--- Start of RECORDS TO PROCESS ---

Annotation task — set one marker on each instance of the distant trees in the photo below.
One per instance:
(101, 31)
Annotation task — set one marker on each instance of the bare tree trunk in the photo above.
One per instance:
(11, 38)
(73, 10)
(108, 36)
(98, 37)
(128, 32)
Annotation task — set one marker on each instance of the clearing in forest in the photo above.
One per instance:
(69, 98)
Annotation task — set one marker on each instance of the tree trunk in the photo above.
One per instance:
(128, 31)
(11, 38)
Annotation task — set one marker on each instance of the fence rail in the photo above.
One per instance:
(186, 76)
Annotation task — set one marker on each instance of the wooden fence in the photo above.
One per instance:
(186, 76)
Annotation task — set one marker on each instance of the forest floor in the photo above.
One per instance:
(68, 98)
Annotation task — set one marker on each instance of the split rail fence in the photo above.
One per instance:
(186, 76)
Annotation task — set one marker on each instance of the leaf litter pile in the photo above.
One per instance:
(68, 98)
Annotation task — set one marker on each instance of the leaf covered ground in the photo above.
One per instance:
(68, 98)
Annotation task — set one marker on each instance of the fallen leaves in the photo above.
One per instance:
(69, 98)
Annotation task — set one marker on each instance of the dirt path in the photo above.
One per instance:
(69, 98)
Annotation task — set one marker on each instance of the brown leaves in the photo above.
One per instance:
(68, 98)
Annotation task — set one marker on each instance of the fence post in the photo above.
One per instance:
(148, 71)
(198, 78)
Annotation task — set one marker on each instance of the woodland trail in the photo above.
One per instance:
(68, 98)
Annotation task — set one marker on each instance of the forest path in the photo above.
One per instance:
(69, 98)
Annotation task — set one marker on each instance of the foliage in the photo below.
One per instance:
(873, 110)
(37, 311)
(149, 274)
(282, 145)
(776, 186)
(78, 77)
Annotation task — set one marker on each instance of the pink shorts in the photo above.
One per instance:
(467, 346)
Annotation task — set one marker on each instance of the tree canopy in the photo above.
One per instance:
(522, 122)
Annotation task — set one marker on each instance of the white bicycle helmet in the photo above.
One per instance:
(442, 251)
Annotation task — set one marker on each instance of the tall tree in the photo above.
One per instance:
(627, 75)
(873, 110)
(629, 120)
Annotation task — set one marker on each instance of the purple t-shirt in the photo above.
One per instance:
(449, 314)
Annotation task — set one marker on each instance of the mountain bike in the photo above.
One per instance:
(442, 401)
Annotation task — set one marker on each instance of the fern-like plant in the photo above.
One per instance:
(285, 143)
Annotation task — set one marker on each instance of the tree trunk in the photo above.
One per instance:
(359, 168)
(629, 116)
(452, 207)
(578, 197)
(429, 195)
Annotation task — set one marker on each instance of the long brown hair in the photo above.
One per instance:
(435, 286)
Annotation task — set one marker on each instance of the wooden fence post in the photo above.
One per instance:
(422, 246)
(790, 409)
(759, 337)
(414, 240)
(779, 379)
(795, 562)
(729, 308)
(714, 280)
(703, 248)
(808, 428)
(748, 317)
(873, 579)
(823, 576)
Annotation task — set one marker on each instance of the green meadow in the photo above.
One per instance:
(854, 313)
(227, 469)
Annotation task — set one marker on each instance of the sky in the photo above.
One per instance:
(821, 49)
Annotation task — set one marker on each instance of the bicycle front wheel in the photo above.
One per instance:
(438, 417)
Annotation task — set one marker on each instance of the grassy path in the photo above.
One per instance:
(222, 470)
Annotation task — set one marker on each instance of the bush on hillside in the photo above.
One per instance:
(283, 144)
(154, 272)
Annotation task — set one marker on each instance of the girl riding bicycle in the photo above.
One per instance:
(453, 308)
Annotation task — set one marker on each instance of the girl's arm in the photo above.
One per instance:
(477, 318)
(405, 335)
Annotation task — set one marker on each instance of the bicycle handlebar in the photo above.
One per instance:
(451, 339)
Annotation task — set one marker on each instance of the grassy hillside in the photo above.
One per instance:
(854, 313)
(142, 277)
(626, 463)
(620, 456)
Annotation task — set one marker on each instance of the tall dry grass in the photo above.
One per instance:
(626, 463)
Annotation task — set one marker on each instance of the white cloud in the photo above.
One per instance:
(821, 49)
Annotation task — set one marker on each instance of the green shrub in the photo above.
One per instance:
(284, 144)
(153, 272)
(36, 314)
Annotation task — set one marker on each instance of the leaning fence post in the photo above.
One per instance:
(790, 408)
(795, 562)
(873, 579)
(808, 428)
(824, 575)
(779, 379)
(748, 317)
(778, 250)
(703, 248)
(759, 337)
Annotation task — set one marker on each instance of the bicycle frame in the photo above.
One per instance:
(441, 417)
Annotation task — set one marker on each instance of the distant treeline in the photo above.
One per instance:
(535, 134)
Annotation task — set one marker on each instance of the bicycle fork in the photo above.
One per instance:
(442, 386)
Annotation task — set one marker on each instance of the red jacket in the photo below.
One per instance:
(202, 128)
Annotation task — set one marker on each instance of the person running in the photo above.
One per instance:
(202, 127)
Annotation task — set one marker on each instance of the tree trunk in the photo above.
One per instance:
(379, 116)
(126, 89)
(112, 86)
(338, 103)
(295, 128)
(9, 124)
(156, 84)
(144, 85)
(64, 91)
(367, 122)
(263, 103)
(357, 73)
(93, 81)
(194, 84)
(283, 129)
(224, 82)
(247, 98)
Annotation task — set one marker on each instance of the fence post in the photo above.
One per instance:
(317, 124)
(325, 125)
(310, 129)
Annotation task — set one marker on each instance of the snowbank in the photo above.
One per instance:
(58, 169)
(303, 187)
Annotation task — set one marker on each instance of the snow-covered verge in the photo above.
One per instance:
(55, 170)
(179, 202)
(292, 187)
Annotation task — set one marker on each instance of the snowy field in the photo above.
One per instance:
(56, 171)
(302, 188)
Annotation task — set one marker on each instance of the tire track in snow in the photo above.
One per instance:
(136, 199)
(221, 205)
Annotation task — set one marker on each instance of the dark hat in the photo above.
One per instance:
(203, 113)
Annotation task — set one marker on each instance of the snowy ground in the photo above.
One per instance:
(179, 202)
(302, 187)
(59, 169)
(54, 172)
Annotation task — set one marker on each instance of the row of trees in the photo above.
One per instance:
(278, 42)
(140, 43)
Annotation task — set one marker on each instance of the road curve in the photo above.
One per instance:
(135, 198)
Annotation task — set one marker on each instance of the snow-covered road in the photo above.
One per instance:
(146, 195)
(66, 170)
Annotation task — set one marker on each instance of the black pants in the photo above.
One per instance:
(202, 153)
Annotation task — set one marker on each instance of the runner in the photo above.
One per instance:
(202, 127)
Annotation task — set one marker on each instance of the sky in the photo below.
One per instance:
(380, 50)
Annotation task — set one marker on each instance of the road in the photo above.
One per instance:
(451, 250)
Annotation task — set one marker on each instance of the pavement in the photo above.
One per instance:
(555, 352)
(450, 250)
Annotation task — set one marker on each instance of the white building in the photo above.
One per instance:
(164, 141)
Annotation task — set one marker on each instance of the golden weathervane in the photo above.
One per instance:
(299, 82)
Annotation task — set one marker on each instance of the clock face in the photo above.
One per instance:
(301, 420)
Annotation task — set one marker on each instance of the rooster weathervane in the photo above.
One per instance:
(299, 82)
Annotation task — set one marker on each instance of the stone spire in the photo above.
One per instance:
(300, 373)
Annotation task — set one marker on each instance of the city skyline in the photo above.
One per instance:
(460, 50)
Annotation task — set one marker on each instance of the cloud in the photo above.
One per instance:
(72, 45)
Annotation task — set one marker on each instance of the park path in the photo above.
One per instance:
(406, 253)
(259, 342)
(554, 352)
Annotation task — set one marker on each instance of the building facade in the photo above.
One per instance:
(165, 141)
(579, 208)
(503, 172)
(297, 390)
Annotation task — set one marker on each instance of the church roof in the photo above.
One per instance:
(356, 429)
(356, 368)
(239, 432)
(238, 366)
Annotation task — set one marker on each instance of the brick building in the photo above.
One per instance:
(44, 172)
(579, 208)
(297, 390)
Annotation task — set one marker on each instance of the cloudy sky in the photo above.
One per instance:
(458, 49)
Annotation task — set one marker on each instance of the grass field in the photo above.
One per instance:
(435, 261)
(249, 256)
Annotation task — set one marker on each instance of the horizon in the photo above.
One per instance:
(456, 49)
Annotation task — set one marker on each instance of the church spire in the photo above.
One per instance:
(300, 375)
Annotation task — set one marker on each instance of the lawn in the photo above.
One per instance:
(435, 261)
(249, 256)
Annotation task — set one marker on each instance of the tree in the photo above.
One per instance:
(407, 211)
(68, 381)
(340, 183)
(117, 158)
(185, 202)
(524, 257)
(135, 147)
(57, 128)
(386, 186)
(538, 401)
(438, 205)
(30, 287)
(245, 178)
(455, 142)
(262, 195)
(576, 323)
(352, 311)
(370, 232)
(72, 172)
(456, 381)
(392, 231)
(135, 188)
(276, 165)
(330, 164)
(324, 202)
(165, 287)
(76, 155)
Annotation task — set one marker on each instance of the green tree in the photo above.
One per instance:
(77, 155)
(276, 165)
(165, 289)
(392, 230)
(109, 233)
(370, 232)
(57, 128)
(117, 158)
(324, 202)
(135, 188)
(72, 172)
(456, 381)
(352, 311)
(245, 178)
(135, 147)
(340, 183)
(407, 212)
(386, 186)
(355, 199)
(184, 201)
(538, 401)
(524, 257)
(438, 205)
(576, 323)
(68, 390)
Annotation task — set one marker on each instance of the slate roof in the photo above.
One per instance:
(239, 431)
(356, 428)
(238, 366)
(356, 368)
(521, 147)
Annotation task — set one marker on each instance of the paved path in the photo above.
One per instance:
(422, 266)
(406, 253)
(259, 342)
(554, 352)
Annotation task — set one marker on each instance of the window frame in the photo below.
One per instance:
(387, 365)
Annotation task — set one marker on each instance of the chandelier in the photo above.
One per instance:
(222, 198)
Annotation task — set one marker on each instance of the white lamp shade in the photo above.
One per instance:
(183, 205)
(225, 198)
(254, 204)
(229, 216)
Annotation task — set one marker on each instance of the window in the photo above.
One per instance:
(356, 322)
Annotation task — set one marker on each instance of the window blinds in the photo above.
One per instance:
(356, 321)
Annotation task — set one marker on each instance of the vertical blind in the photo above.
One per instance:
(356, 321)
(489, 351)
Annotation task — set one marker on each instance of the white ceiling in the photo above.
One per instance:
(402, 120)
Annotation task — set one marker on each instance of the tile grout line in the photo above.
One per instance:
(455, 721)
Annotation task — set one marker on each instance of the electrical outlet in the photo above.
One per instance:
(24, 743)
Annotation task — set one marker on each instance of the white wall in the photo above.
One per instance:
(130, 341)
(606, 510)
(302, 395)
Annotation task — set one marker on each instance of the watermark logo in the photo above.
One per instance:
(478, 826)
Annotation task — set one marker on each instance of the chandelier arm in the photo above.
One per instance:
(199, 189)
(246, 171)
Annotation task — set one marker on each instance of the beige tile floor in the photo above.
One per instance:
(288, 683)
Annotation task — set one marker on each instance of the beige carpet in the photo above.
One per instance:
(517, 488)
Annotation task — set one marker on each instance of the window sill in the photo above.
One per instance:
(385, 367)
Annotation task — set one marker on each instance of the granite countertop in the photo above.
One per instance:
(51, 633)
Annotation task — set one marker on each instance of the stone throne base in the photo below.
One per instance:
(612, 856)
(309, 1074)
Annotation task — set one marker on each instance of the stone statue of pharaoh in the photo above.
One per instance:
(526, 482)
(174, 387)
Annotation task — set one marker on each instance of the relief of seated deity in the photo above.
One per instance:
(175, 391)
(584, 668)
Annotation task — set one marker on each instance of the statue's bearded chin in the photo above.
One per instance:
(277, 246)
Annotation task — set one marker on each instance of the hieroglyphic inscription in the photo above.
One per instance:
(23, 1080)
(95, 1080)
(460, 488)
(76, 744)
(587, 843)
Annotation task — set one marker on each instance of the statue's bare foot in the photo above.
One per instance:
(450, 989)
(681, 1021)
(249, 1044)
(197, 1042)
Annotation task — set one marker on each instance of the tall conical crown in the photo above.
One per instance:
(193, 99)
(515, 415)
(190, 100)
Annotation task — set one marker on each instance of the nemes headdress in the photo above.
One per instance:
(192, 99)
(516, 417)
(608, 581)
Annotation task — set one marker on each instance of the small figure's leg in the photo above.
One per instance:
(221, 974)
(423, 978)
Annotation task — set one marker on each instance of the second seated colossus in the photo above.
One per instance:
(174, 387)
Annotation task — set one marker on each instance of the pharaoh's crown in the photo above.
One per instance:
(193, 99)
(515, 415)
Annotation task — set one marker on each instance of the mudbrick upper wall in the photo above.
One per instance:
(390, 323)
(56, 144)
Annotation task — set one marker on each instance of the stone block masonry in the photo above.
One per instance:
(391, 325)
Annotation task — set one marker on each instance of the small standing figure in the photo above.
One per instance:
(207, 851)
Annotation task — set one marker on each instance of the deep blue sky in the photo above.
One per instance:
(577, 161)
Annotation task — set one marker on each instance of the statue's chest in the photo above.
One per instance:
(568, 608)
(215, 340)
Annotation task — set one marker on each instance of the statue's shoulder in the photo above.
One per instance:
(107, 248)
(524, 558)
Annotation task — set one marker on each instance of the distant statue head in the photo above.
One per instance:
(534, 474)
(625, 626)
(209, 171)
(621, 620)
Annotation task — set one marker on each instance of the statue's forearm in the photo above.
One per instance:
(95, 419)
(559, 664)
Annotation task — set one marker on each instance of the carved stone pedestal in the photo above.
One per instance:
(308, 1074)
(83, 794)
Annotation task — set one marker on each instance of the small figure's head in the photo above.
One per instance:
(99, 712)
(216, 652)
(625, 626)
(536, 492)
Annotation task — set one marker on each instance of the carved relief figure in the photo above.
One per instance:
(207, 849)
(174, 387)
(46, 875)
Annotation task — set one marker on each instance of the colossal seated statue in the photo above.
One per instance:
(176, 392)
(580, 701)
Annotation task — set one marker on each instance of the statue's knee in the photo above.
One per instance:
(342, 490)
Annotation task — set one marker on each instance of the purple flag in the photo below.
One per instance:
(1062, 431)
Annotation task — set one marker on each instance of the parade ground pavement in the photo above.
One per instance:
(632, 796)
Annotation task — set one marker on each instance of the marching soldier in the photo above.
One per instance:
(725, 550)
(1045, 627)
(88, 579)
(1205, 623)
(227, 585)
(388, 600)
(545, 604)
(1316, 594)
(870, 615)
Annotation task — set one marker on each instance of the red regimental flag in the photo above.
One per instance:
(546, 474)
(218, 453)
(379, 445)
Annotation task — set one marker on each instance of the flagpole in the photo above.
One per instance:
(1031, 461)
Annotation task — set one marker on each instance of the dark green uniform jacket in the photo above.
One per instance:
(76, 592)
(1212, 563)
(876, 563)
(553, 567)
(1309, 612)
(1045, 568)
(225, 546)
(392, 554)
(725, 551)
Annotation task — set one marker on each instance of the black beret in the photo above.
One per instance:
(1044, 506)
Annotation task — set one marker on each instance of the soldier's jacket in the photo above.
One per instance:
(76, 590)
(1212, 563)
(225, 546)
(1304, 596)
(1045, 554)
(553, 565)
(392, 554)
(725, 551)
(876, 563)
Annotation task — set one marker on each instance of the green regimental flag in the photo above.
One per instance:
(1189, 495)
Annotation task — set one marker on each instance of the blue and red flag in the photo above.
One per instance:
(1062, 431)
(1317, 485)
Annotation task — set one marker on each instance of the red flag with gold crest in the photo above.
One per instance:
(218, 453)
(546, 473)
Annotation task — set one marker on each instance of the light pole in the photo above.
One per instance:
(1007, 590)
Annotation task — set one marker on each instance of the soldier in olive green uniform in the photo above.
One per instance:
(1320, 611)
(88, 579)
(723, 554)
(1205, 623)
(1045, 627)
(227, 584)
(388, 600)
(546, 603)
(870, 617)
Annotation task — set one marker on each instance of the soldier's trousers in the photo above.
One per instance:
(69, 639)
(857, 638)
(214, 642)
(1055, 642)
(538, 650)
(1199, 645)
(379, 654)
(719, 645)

--- End of RECORDS TO PROCESS ---

== TASK TO COMPLETE ==
Transcribe exactly, and only, the lines from the one bearing "beret in the photo above." through the last line of the entries, counting both.

== COMPLETE OUTPUT ==
Annotation task — set one marker on each instance of the black beret in the photo above.
One per instance:
(1044, 506)
Annotation task — set one marker on each instance of the soldier's jacket in the photo above.
One per instance:
(76, 590)
(1212, 563)
(225, 546)
(1304, 596)
(1045, 554)
(553, 565)
(392, 554)
(725, 551)
(876, 563)
Annotation task — set one marker on each instance of the green regimental flag in the photo above.
One per instance:
(1189, 495)
Annotation task — set one marker on each instance of the blue and red flag in the photo above.
One per instance:
(1062, 431)
(1317, 485)
Annotation task — set one marker on each instance of the red flag with gold crest in the photo above.
One per instance:
(218, 453)
(546, 473)
Annotation task — set one marker on each instance of the light pole in the photo above.
One per instance:
(1007, 590)
Annotation task — set one marker on each instance of the soldier in olive green uniform in the photo above.
One per instance:
(1320, 611)
(88, 579)
(723, 554)
(1205, 623)
(1045, 627)
(227, 584)
(388, 600)
(546, 603)
(870, 617)
Annotation task — set one marker on each instance of the soldier's trousers in the photo above.
One per instance:
(69, 639)
(857, 638)
(214, 642)
(1055, 642)
(538, 650)
(1199, 645)
(379, 654)
(719, 645)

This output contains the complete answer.